> TASK DATA

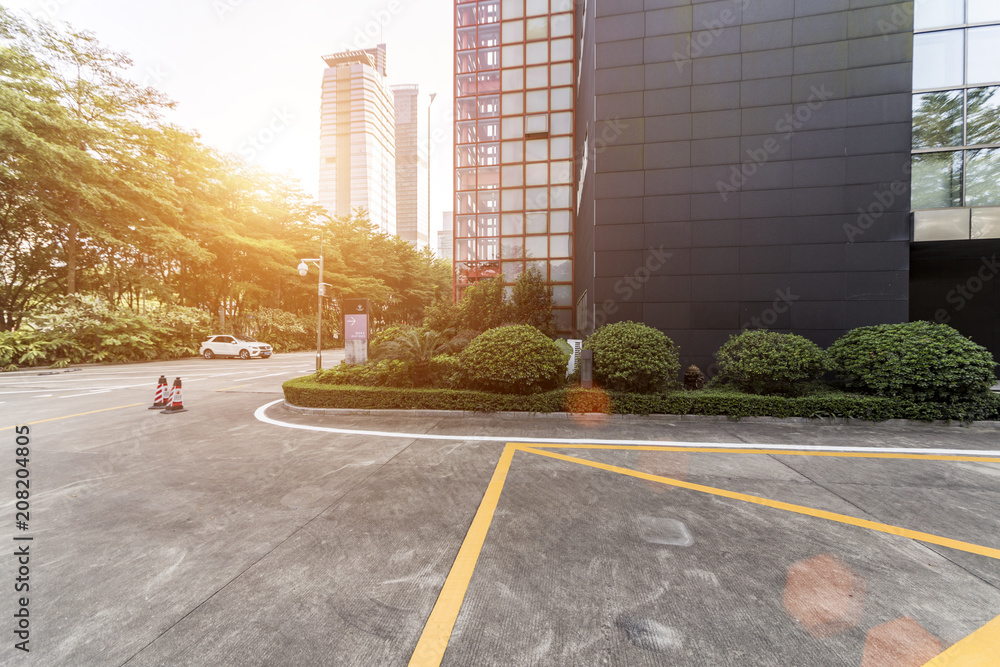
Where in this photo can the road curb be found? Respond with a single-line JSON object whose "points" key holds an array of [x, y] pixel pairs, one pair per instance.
{"points": [[594, 416]]}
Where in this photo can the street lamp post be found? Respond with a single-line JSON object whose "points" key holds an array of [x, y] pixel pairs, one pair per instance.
{"points": [[303, 270], [429, 242]]}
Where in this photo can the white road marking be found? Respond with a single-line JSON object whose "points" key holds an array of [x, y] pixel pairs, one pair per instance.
{"points": [[259, 414]]}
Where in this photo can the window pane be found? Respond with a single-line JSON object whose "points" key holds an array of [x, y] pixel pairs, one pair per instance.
{"points": [[536, 149], [537, 101], [984, 11], [537, 77], [513, 175], [562, 49], [512, 224], [513, 127], [513, 9], [536, 199], [984, 116], [562, 271], [536, 223], [937, 119], [513, 200], [537, 28], [562, 75], [537, 174], [538, 52], [513, 32], [937, 180], [983, 177], [562, 295], [562, 123], [984, 66], [536, 246], [938, 13], [559, 246], [513, 104], [559, 222], [513, 79], [513, 56], [938, 59], [513, 151]]}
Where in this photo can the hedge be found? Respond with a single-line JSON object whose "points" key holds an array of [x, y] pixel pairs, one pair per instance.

> TASK INSTRUCTIONS
Write out all of the rows above word for word, but leave out the pictures.

> FINAL RESULT
Where in this photo can the road curb be found? Respond with a single-line JSON object whose "points" key holds an array of [x, y] pixel pairs, one pair per instance.
{"points": [[594, 416]]}
Where in this photo can the street lamp post be found? Respond with a single-line JSON object whose "points" key holds an array of [x, y] pixel pairs, one pair per instance.
{"points": [[303, 270], [429, 242]]}
Where in this photo can the white road marking be found? Respond with a single-line JSON object whose "points" key holds an array of [x, y] pixel pairs, one pair per instance.
{"points": [[259, 414]]}
Where in this photo can the window pane be found? Respond with a single-line JSON object whose "points" key holds an array of [x, y] pixel pairs, one pair per instance.
{"points": [[536, 149], [537, 101], [984, 11], [537, 77], [513, 175], [562, 49], [512, 224], [513, 127], [513, 9], [536, 199], [984, 116], [562, 271], [536, 223], [937, 119], [513, 200], [537, 28], [562, 75], [537, 174], [538, 52], [513, 32], [937, 180], [983, 177], [562, 295], [562, 123], [984, 66], [536, 246], [938, 13], [559, 246], [513, 104], [559, 222], [513, 79], [513, 56], [938, 59], [513, 151]]}
Where in this photo can the hedge be found? Respond with a single-line JSON object whose "points" key holds an array of [x, y] pixel pairs, one pair per instance.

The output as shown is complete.